[Page excerpt — start]

Illustration of the setup for upconversion-based mid-infrared hyperspectral imaging. [Image: Chaitanya Kumar, ICFO and Saher Junaid, DTU Fotonik] [Enlarge image]
Mid-infrared (mid-IR) spectroscopy is a useful tool for chemical analysis, providing detailed information about the molecular makeup and dynamic processes of a sample. However, its widespread use is limited by the expensive equipment and complex software needed to transfer data in the mid-IR spectral range into useful images.
A research team from Europe now says it has developed a simplified technique for producing mid-IR images for hyperspectral imaging (HSI) by upconverting the mid-IR signal to the easier-to-process near-IR region (Optica, doi: 10.1364/OPTICA.6.000702). The new system uses a single pulsed light-source, a crystal-based upconversion system and a standard CCD camera to create video-rate, information-dense images that require minimal post-production.
In proof-of-principle demonstrations with esophageal biopsies, images created using the mid-IR HSI method clearly delineated cancerous tissue from healthy tissue. One of the paper’s authors, Peter Tidemand-Lichtenberg from DTU Fotonik, Denmark, said in an OSA press release that this imaging approach “could be combined with machine learning to enable faster, and possibly more objective, medical diagnoses based on chemical signatures without the need for [traditional histology] staining.”

[Page excerpt — finish]

**Exercise prompt**
For each statement, answer yes or no on whether it agrees with the mid-infrared imaging article, and quote the deciding words: (a) The new system relies on a standard CCD camera. (b) The technique shifts the mid-IR signal into the far-IR region. (c) The proof-of-principle demonstrations used lung biopsies. Nothing in the records is needed here.

[Extracted entries — start]

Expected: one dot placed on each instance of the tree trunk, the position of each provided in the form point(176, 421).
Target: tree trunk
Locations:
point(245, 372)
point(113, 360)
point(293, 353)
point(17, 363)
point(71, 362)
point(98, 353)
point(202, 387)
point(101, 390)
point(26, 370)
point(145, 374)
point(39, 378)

[Extracted entries — finish]

**Completed task**
(a) Yes: "a standard CCD camera"
(b) No: "upconverting the mid-IR signal to the easier-to-process near-IR region"
(c) No: "proof-of-principle demonstrations with esophageal biopsies"